Bidwell Health
Valacyclovir — Glossary Definition
Valacyclovir is an antiviral medication used for conditions including cold sores and genital herpes. Valtrex® is the brand name for valacyclovir.
What is valacyclovir used for?
Valacyclovir can be used for oral herpes, genital herpes outbreaks, and daily suppressive therapy in appropriate patients. It is not a cure for herpes.
Is valacyclovir the same as Valtrex®?
Valtrex is the brand name. Valacyclovir is the generic active ingredient. Bidwell uses the terms carefully so patients understand the medication without implying that Bidwell sells the brand.
What does Bidwell treat?
Bidwell treats adults ages 18-64 with a prior herpes diagnosis. Bidwell does not diagnose herpes online.
What it does (and does not do)
- Helps treat outbreaks and can be used for daily suppressive therapy in appropriate patients.
- Does not cure herpes; the virus remains in the body.
- Does not replace diagnosis — first possible outbreaks should be confirmed with testing.
Why timing matters
Outbreak treatment is generally most effective when started early. If you’re unsure whether symptoms are herpes or something else, diagnosis comes first.
Safety screening (high level)
- Kidney disease can change dosing and risk.
- Drug interactions and pregnancy considerations matter.
- Eye symptoms (pain, light sensitivity, vision changes) are urgent.
Related Bidwell pages
Outbreak vs suppressive therapy
- Outbreak treatment: short-course treatment used when symptoms start.
- Suppressive therapy: daily medication used to reduce outbreak frequency and transmission risk in appropriate patients.
Frequently asked questions
Can I spread herpes without symptoms?
Yes. Asymptomatic shedding can occur. Suppressive therapy and risk-reduction strategies can help, but no approach eliminates risk completely.

■ The task
According to the valacyclovir glossary page, which patients does Bidwell treat?

■ Information shown
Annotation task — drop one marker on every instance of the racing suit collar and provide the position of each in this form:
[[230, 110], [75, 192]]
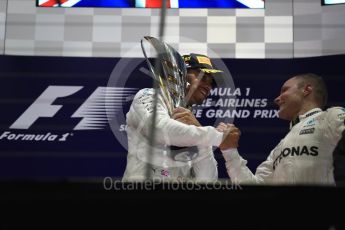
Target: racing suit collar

■ Response area
Adults ages 18-64 with a prior herpes diagnosis.